- **TASK ITEM**:
Reproduce the records below in full and exactly, without their images.

(Natural-language object grounding data)
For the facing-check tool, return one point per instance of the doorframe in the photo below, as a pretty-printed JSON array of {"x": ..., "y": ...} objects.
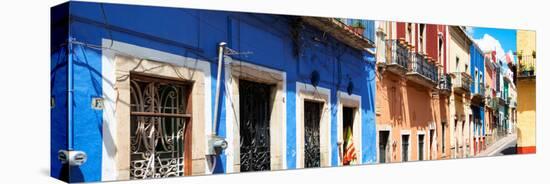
[
  {"x": 236, "y": 70},
  {"x": 319, "y": 94},
  {"x": 118, "y": 60},
  {"x": 354, "y": 101},
  {"x": 405, "y": 132},
  {"x": 390, "y": 153}
]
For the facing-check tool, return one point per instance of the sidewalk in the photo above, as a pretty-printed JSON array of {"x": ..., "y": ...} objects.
[{"x": 498, "y": 146}]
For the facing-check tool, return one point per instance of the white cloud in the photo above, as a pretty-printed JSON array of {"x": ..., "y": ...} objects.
[
  {"x": 510, "y": 54},
  {"x": 470, "y": 30},
  {"x": 489, "y": 43}
]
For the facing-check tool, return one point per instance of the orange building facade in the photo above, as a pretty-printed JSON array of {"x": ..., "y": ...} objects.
[{"x": 413, "y": 89}]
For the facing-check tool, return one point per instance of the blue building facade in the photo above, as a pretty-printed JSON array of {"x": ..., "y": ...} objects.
[
  {"x": 477, "y": 71},
  {"x": 90, "y": 38}
]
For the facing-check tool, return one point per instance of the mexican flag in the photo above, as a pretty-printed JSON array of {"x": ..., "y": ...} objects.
[{"x": 350, "y": 156}]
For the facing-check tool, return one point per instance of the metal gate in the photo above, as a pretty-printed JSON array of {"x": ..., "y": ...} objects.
[
  {"x": 383, "y": 148},
  {"x": 255, "y": 113},
  {"x": 157, "y": 127},
  {"x": 312, "y": 120}
]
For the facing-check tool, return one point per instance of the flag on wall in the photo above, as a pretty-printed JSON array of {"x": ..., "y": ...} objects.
[{"x": 349, "y": 154}]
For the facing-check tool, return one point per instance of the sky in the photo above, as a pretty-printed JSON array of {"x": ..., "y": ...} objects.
[{"x": 501, "y": 40}]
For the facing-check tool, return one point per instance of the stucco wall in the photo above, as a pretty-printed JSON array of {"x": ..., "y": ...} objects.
[{"x": 268, "y": 39}]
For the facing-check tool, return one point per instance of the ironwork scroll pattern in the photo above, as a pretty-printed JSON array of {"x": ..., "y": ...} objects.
[
  {"x": 156, "y": 142},
  {"x": 312, "y": 151},
  {"x": 255, "y": 114}
]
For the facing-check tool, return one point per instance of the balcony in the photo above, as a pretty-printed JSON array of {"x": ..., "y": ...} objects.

- **EXERCISE RESPONSE**:
For the facing-check tool, return one point per instance of the doorframe in the photo below, as a pretty-printed JSON array of {"x": ..., "y": ...} objects.
[
  {"x": 236, "y": 70},
  {"x": 319, "y": 94},
  {"x": 118, "y": 60},
  {"x": 354, "y": 101},
  {"x": 405, "y": 132},
  {"x": 390, "y": 153}
]
For the facing-check tool, return one point per instance of the sidewalk in the photo above, as a pretty-printed JSON array of {"x": ..., "y": ...} objects.
[{"x": 498, "y": 146}]
For the facing-check tool, return one point per instance of the white cloud in the photo above, as a pretty-printed JSON array of {"x": ..., "y": ...} objects.
[
  {"x": 510, "y": 54},
  {"x": 470, "y": 30},
  {"x": 489, "y": 43}
]
For the facing-check tool, return one point per instance of the orange building facade in the photo above, as a pretty-printed JSON array of {"x": ..., "y": ...} objects.
[{"x": 413, "y": 89}]
For the facing-check tool, return one point per instance of the blue building facade in the photo above, as a pretty-printed JSON array of {"x": ..., "y": ...} objects.
[
  {"x": 477, "y": 71},
  {"x": 90, "y": 38}
]
For the facing-check tool, return one point per instance of the mexican flag in the photo above, as a pretty-printed JSON array of {"x": ..., "y": ...} objects.
[{"x": 350, "y": 156}]
For the facing-check tool, return one point per instance of the metal gate in the photo above, as a pretty-printed JSON array of {"x": ..., "y": ...} objects.
[
  {"x": 383, "y": 148},
  {"x": 255, "y": 113},
  {"x": 157, "y": 127},
  {"x": 312, "y": 120}
]
For the facing-check tool, return one point per instance of the flag on wall in the photo above, as a pretty-printed JSON array of {"x": ..., "y": ...} objects.
[{"x": 349, "y": 154}]
For the facing-check tool, return one point per instance of the sky in the photo above, as a pretty-printed JSON array of {"x": ..., "y": ...} objects.
[{"x": 501, "y": 40}]
For the facing-check tool, return one point per instance of the stucco wall in the photo above, as a pretty-printed JSON array of {"x": ..., "y": ...} objects.
[{"x": 268, "y": 39}]
For the facing-check tool, return one point per instance of the ironwork scroll pattern in the photo above, as a pretty-printed JSON array of {"x": ..., "y": ...} objects.
[
  {"x": 156, "y": 142},
  {"x": 312, "y": 151},
  {"x": 255, "y": 114}
]
For the facing-check tool, return one point per instance of the balcony in the photo above, as a pretty-printed JSON array of {"x": ..., "y": ...} objects.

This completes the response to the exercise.